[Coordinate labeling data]
##############################
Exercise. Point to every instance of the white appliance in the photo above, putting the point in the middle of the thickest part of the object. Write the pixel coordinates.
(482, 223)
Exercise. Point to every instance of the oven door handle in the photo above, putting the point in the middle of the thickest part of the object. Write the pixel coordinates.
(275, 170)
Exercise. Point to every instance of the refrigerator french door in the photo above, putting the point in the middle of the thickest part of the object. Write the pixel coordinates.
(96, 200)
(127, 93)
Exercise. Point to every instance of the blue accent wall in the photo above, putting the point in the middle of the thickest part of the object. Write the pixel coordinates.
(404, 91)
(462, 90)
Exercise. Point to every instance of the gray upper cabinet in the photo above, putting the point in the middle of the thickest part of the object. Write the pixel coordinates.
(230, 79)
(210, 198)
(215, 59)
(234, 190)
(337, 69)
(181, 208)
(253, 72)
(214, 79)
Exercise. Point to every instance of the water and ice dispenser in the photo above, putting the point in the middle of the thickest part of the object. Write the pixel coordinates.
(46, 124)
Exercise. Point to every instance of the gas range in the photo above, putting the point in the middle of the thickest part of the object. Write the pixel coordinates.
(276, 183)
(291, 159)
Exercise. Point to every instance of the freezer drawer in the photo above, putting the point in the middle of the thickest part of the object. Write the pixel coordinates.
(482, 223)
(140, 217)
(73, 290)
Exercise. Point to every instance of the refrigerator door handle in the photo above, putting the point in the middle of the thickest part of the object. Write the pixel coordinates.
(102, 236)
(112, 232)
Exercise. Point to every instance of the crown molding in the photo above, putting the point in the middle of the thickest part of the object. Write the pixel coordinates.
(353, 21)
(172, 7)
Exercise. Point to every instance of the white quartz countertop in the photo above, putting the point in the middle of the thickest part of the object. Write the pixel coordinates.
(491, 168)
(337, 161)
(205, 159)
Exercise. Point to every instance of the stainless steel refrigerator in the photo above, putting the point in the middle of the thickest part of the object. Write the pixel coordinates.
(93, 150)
##############################
[WHAT YOU NEED TO DO]: Rewrite all the records, substituting "widest part" for "thickest part" and leaving everything else unchanged.

[COMPLETE OUTPUT]:
Exercise. Point to every instance of the white appliance in the photo above, putting the point in the middle of the widest part of the object. Write the pixel coordinates.
(482, 223)
Exercise. Point to every instance of the oven door handle in the photo above, putting the point in the middle of the widest part of the object. Write the pixel coordinates.
(275, 170)
Exercise. Point to every instance of the refrigerator french door in the photo above, putting the point in the middle of the widest part of the object. Write the pixel coordinates.
(96, 200)
(127, 93)
Exercise. Point to every instance of the blue accent wall in the photo above, putting the point in the middle of the widest part of the object. Write the pixel coordinates.
(404, 91)
(462, 90)
Exercise. Point to every instance of the gray upper cabinet in the photo above, putting the point in the middle of the widest part of the object. Write the pixel coordinates.
(230, 79)
(210, 198)
(215, 59)
(234, 190)
(337, 69)
(181, 208)
(253, 72)
(214, 79)
Exercise. Point to every instance of the water and ice dispenser in the photo above, putting the point in the middle of the widest part of the object. Write the pixel coordinates.
(46, 124)
Exercise. Point to every instance of the gas range in the photo above, putting the point in the middle of the widest part of the object. Write the pixel coordinates.
(276, 183)
(291, 159)
Exercise. Point to every instance of the freezer drawer in the photo above, putting the point in the middle of the widest part of the object. Write the pixel coordinates.
(482, 223)
(140, 217)
(73, 290)
Exercise. Point to every instance of the refrigerator door handle in the photo above, putting the point in the middle of the widest part of the object. Write the pixel coordinates.
(102, 236)
(112, 232)
Exercise. Point to every instance of the crown molding in the photo above, putting the point in the middle of the widest part of the object. Write the pixel coordinates.
(353, 21)
(172, 7)
Exercise. Point to every instance of the white quartz countertop in the photo above, putting the point in the middle of the widest part of the object. Write the pixel coordinates.
(491, 168)
(337, 161)
(205, 159)
Exercise. Point to every instance of the stainless steel refrigerator in the photo above, putting the point in the middle of the widest part of the object. Write the pixel coordinates.
(93, 150)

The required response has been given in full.